The task.
In the entries below, find the line with "Target: red baseball cap" and the line with "165, row 56.". Reproduce those two lines and every line between them exactly, and nothing more.

Stored items from a collection
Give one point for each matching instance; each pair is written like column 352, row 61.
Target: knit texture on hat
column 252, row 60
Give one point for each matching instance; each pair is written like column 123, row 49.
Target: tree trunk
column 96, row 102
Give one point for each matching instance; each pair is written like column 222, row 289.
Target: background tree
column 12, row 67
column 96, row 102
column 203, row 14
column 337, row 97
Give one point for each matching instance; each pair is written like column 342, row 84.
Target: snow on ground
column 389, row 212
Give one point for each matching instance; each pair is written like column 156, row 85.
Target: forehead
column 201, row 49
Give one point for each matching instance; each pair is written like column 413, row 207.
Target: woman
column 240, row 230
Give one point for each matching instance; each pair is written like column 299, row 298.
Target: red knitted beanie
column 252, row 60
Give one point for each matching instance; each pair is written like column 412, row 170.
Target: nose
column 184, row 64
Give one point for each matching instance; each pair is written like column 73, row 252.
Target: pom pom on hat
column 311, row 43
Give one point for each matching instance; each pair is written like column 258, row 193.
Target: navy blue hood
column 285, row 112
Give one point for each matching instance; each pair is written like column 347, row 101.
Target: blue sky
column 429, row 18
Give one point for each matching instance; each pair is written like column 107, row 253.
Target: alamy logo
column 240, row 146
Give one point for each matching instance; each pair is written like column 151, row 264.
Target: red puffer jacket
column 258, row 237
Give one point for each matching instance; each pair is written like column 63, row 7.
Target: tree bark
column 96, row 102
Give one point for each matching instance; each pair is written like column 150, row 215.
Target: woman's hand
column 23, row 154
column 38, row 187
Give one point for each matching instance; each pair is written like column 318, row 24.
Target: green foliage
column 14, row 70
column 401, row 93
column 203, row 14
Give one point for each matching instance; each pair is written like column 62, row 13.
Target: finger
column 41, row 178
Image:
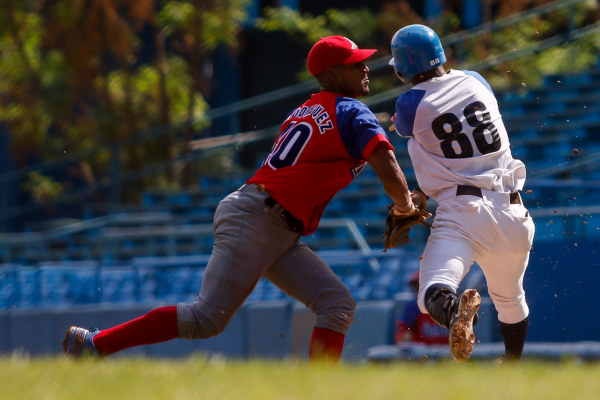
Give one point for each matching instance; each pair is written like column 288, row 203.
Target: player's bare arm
column 384, row 163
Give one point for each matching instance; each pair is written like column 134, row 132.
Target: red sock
column 325, row 345
column 158, row 325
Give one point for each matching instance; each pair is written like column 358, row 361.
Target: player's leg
column 306, row 277
column 504, row 267
column 446, row 260
column 505, row 285
column 247, row 240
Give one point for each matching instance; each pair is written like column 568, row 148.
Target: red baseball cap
column 335, row 50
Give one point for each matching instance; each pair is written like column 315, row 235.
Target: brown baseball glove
column 397, row 227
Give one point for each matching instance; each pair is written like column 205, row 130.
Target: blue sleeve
column 480, row 78
column 357, row 125
column 406, row 109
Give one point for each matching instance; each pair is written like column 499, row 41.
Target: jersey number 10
column 457, row 136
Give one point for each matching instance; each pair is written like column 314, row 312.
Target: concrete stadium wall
column 259, row 330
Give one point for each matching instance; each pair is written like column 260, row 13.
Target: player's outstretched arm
column 384, row 163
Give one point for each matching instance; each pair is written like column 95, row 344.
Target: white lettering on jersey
column 318, row 114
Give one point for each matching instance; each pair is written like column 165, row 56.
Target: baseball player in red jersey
column 461, row 154
column 322, row 146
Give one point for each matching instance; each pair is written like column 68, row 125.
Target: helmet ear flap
column 416, row 49
column 396, row 71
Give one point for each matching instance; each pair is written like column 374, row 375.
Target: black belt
column 294, row 224
column 462, row 190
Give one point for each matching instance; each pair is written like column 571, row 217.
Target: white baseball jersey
column 457, row 135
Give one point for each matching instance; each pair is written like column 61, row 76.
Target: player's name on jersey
column 318, row 114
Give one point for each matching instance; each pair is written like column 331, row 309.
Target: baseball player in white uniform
column 461, row 155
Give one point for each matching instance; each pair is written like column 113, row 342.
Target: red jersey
column 322, row 146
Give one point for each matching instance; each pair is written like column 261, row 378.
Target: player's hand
column 392, row 126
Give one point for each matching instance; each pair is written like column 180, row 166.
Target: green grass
column 198, row 378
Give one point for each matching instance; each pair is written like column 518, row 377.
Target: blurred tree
column 90, row 76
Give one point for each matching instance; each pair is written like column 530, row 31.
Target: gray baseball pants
column 253, row 241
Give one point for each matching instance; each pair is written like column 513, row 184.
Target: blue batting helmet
column 416, row 49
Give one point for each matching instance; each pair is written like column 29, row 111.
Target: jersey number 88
column 456, row 135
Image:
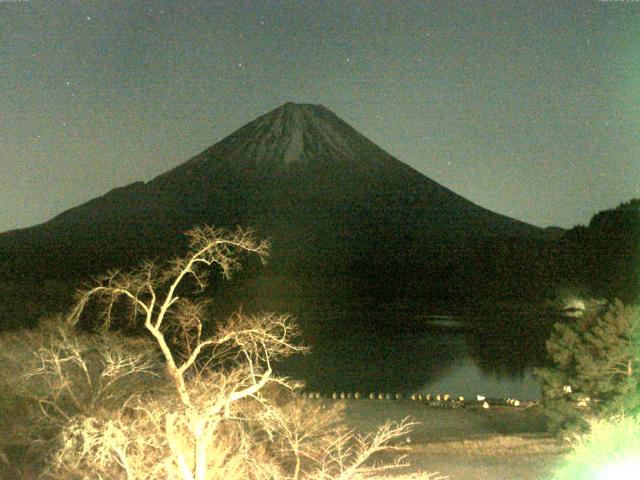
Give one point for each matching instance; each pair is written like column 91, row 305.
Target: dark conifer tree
column 594, row 367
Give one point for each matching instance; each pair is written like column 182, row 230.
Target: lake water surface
column 368, row 352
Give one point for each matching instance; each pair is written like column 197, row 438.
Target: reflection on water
column 370, row 352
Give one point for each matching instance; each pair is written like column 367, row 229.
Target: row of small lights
column 416, row 397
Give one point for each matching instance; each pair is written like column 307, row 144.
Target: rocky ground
column 498, row 443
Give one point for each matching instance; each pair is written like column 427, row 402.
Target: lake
column 492, row 355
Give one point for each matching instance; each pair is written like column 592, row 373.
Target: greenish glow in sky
column 529, row 108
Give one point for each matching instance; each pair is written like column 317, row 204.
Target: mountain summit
column 331, row 201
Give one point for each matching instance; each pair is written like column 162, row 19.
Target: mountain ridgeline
column 334, row 205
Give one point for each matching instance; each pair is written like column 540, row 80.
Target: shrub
column 216, row 410
column 594, row 367
column 610, row 450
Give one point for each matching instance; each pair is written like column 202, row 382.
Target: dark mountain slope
column 332, row 202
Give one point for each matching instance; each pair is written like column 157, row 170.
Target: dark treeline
column 603, row 259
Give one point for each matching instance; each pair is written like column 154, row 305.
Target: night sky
column 528, row 108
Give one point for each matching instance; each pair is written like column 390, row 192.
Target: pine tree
column 594, row 367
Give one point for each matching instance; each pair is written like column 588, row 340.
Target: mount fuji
column 331, row 201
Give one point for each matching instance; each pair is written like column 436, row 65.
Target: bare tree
column 216, row 417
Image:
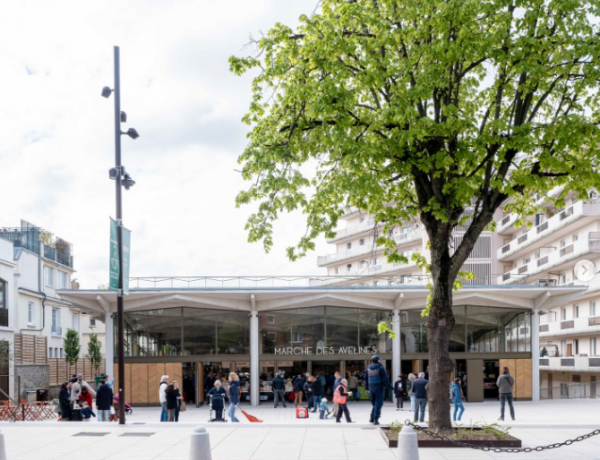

Your solution.
Target: red baseball cap
column 335, row 50
Give one point for each matching instance; each pair is written like column 315, row 235.
Target: brown baseball glove
column 397, row 227
Give one point for each matching instance; each pair is written like column 205, row 130.
Target: blue sleeve
column 480, row 78
column 357, row 125
column 406, row 109
Give one point for each matching instance; each pair is written like column 499, row 41.
Target: jersey number 10
column 457, row 136
Give one point for each matching instance; each pair is written like column 314, row 312.
Target: concrete stadium wall
column 259, row 330
Give one point for each matching instance; each pair is written like column 260, row 13.
Target: player's outstretched arm
column 384, row 163
Give one point for each matching instance; each pair is written like column 95, row 344.
Target: white lettering on jersey
column 318, row 114
Give one point for each matching instance; each pair is written like column 165, row 56.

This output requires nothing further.